### EXERCISE
Every line below needs to be returned exactly as written.

Saved entries:
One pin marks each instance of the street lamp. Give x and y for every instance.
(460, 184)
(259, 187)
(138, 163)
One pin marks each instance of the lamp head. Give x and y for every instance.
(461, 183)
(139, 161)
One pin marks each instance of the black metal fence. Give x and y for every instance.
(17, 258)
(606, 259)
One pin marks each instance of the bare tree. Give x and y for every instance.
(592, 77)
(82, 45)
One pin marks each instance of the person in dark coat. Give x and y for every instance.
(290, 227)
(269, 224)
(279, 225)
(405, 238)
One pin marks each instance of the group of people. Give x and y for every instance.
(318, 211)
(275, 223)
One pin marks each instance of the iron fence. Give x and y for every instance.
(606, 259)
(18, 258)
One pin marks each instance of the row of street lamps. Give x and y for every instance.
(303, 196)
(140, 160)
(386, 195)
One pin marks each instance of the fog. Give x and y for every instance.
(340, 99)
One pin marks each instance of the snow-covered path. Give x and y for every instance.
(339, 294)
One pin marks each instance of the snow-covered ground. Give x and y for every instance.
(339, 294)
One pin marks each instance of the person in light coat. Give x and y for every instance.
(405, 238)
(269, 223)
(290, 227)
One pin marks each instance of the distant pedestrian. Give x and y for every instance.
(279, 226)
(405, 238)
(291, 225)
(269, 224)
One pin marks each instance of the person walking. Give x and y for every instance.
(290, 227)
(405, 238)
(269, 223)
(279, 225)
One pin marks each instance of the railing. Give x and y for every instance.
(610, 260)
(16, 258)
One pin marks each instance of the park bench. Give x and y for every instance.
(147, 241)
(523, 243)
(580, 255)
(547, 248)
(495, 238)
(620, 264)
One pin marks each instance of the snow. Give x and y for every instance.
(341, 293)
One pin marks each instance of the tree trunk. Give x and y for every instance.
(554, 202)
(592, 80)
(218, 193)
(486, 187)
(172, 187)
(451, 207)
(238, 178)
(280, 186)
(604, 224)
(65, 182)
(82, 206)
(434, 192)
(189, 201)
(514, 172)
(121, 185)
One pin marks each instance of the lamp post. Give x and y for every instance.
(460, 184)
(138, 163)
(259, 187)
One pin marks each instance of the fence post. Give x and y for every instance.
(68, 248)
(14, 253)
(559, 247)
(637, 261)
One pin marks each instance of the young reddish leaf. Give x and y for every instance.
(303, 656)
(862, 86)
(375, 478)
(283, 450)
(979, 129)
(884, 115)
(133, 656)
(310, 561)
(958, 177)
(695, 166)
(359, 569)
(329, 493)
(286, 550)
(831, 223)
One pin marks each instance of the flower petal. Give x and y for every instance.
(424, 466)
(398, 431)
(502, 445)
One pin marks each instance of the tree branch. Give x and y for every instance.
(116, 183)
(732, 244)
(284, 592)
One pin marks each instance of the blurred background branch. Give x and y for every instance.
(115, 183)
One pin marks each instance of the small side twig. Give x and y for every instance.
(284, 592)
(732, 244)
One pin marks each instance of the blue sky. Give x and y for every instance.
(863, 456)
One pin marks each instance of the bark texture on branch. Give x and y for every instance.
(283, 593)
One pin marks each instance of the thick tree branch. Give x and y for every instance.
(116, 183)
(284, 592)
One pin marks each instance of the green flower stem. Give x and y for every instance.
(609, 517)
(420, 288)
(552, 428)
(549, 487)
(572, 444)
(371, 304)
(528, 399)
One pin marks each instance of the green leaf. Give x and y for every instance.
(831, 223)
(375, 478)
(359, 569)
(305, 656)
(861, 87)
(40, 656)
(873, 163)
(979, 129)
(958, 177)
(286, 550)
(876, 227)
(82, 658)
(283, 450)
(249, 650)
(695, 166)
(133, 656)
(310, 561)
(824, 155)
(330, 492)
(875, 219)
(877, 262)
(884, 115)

### COMPLETED TASK
One pin marks each instance of the street lamp. Give x and y for every instance.
(460, 184)
(259, 187)
(138, 163)
One pin marks each instance of the lamp head. Give x and y for every instance.
(461, 183)
(139, 161)
One pin marks each instance of the black metal fence. Give x and y for every instance.
(17, 258)
(606, 259)
One pin marks each instance of the bare tree. Give x and y for every instance.
(592, 77)
(82, 45)
One pin marks each instance of the person in dark coat. Give x and y for every instance.
(290, 227)
(269, 224)
(279, 225)
(405, 238)
One pin marks each instance of the group of people. Give x and y for every instance.
(318, 211)
(275, 223)
One pin marks each instance of the iron fence. Give x and y for every instance.
(606, 259)
(18, 258)
One pin marks each instance of the row of street lamps. Give x and y for every instance.
(303, 196)
(140, 160)
(386, 195)
One pin marks each instance of the fog. Give x and y for every instance.
(340, 99)
One pin marks each instance of the snow-covered path. Give x and y for every instance.
(339, 294)
One pin marks each instance of the snow-covered ground. Give x and y for every instance.
(339, 294)
One pin marks each instance of the person in light coat. Give x and y for every instance.
(405, 238)
(269, 223)
(290, 227)
One pin marks each instance of the distant pedestrian. Give x and y for every instance.
(279, 226)
(405, 238)
(291, 225)
(269, 224)
One pin marks each instance of the person walking. Give x and y for every instance.
(290, 227)
(405, 238)
(269, 223)
(279, 225)
One pin marks each instance of the railing. Give x and y for every instance.
(610, 260)
(16, 258)
One pin marks each instance of the park bench. Give x and y for every instance.
(147, 241)
(523, 243)
(580, 255)
(547, 248)
(495, 238)
(620, 264)
One pin marks each instance of the snow. Give x and y for every instance.
(341, 293)
One pin marks each instance of the tree trunk. Give x and y for every instance.
(554, 202)
(592, 80)
(218, 193)
(486, 187)
(172, 187)
(451, 207)
(238, 178)
(280, 186)
(604, 224)
(65, 182)
(82, 206)
(434, 192)
(189, 201)
(514, 172)
(121, 185)
One pin marks each instance of the lamp post. Give x and y for every instance.
(460, 184)
(138, 163)
(259, 187)
One pin marks each instance of the fence post. Give x and y for every instance.
(68, 248)
(14, 253)
(559, 247)
(637, 261)
One pin marks each instance of the young reddish leaf. Give x and y for every instance.
(303, 656)
(862, 86)
(375, 478)
(283, 450)
(979, 129)
(884, 115)
(133, 656)
(310, 561)
(958, 177)
(695, 166)
(359, 569)
(329, 493)
(286, 550)
(831, 223)
One pin marks each instance of the flower petal. Give x and y for every instance.
(424, 466)
(398, 431)
(502, 445)
One pin marks each instance of the tree branch. Give x and y for every instance.
(116, 183)
(732, 244)
(284, 592)
One pin marks each instance of the blurred background branch. Give x and y for every instance.
(115, 183)
One pin marks each instance of the small side twig. Give x and y for every instance.
(284, 592)
(732, 244)
One pin marks each instance of the blue sky. Give x and y for every instance.
(863, 456)
One pin marks each instance of the bark texture on branch. Give x and y for every instance.
(283, 593)
One pin marks each instance of the thick tree branch. Give x and y for every instance.
(116, 183)
(284, 592)
One pin marks each instance of the green flower stem. Give x and y for every instance.
(609, 517)
(420, 288)
(552, 428)
(549, 487)
(572, 444)
(371, 304)
(528, 399)
One pin marks each instance of the green leaf. Give x and y for every instance.
(831, 223)
(375, 478)
(359, 569)
(305, 656)
(861, 87)
(40, 656)
(873, 163)
(979, 129)
(958, 177)
(286, 550)
(876, 227)
(82, 658)
(283, 450)
(249, 650)
(695, 166)
(133, 656)
(310, 561)
(824, 155)
(330, 492)
(875, 219)
(877, 262)
(884, 115)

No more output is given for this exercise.